━━━━━ RECORDS SHOWN

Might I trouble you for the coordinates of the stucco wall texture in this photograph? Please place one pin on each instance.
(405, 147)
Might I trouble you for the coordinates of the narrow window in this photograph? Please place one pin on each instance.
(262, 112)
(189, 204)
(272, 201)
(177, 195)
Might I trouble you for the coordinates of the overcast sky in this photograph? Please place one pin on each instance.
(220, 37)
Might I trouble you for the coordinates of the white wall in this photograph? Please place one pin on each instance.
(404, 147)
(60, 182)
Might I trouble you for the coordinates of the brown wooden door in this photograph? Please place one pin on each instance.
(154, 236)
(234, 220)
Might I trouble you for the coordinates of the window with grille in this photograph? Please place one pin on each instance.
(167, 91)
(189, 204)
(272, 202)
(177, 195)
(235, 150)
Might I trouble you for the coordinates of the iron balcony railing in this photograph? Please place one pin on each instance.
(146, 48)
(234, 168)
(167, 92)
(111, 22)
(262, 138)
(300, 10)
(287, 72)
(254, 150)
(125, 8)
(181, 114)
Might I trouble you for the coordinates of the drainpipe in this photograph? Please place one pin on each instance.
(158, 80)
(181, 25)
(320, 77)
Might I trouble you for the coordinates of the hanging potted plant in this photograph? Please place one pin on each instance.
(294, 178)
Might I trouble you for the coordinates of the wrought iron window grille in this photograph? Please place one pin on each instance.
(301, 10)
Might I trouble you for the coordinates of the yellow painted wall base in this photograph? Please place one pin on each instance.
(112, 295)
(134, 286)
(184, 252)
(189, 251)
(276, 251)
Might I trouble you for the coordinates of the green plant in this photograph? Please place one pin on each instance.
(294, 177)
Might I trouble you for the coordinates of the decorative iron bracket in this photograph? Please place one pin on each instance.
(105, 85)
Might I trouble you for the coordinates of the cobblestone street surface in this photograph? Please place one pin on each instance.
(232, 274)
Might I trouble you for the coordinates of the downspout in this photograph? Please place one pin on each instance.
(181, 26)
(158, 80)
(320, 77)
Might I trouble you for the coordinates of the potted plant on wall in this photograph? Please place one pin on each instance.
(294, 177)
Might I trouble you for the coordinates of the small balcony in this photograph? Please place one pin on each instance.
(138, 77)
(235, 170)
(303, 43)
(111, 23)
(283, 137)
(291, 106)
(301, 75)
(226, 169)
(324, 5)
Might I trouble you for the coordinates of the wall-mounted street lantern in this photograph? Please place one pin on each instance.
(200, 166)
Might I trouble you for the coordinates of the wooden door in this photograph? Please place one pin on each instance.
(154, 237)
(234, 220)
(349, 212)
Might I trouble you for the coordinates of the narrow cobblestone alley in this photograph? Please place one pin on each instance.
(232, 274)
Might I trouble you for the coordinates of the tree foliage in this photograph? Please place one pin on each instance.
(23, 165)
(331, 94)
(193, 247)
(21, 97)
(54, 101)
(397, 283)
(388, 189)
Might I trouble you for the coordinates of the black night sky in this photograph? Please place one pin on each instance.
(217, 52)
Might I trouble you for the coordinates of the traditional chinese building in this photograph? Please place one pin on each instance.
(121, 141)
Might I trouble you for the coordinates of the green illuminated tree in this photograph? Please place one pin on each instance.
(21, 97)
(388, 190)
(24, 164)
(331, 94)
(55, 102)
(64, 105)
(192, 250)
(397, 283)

━━━━━━━━━━

▶ **WHAT IS EXPECTED**
Write out all of the entries above again, swapping "one pin" for "one marker" wherever it occurs and leaving everything else unchanged.

▶ **RESULT OF THE TASK**
Might I trouble you for the coordinates of the stucco wall texture in this photograph? Please place one marker on each instance.
(405, 147)
Might I trouble you for the coordinates of the narrow window in this photograph? Please place one marker on each instance.
(262, 112)
(189, 204)
(272, 201)
(177, 195)
Might I trouble you for the coordinates of the overcast sky in this photograph? Please place one marker on each instance.
(220, 37)
Might I trouble you for the coordinates of the white wall in this photograph? Please place one marker on each instance.
(404, 147)
(60, 182)
Might I trouble you for the coordinates of the brown wooden door in this photograph? Please place one marker on each instance.
(154, 236)
(234, 220)
Might I trouble you for the coordinates of the window with grille in this photograph? Please place one marker on each instance.
(167, 91)
(189, 204)
(272, 202)
(177, 195)
(235, 150)
Might I trouble you for the coordinates of the iron balcony railing in this photograph? Please place one marker on each instance.
(146, 48)
(234, 168)
(167, 92)
(111, 22)
(262, 138)
(300, 10)
(287, 72)
(254, 150)
(125, 8)
(181, 114)
Might I trouble you for the coordinates of the drainpipe in this photograph? Please place one marker on each instance.
(158, 80)
(181, 25)
(320, 77)
Might I trouble you for the coordinates of the hanging potted plant in this photograph? Please place one marker on each instance.
(294, 178)
Might I trouble you for the coordinates of the wrought iron window grille in this photograph? Please place one marker on each instance.
(301, 10)
Might I trouble you for the coordinates of the yellow painted wall base in this photograph? Please place one marker on each instance.
(112, 295)
(134, 286)
(184, 252)
(189, 251)
(276, 251)
Might I trouble you for the coordinates of the green plant in this photograph? Please place one marker on each instance.
(294, 177)
Might I trouble you for the coordinates of the decorative iron bracket in this photograph? Please place one marker on each instance.
(105, 85)
Might I trouble you for the coordinates of the cobblestone street surface in this photograph? Please place one marker on each instance.
(232, 274)
Might I trouble you for the coordinates of the downspout in this photograph? Please place one marker on each instance.
(181, 26)
(158, 80)
(320, 77)
Might I trouble you for the coordinates of the potted plant on wall in this photograph? Please place one marker on each instance.
(294, 177)
Might I trouble you for the coordinates of the small balcony in this photograph? Please place one marker on each instance.
(138, 77)
(235, 170)
(303, 43)
(111, 23)
(283, 137)
(291, 106)
(301, 75)
(226, 169)
(324, 5)
Might I trouble you for the coordinates of the wall-mounted street lantern in this photograph? Please place one marker on each instance.
(200, 166)
Might I trouble you for the coordinates of the wooden door in this photograph? Please place one marker on each instance.
(154, 237)
(234, 220)
(349, 212)
Might I trouble you for the coordinates of the narrow cobblestone alley in this photograph? Please place one marker on each instance.
(232, 274)
Might I trouble you for the coordinates of the tree foliage in this photograph? Please place one marker on each instance.
(23, 165)
(331, 94)
(193, 247)
(21, 97)
(54, 101)
(397, 283)
(388, 189)
Might I trouble you for the coordinates of the black night sky in this photograph? Please place one marker on each instance.
(217, 52)
Might I trouble you for the coordinates of the traditional chinese building in this photograph? Please place one marker on each instance.
(121, 141)
Might I trouble you for the coordinates of the green illuminated tree in this photograph? Please place one marker on each instance.
(21, 97)
(388, 190)
(24, 164)
(331, 94)
(55, 102)
(64, 105)
(192, 250)
(397, 283)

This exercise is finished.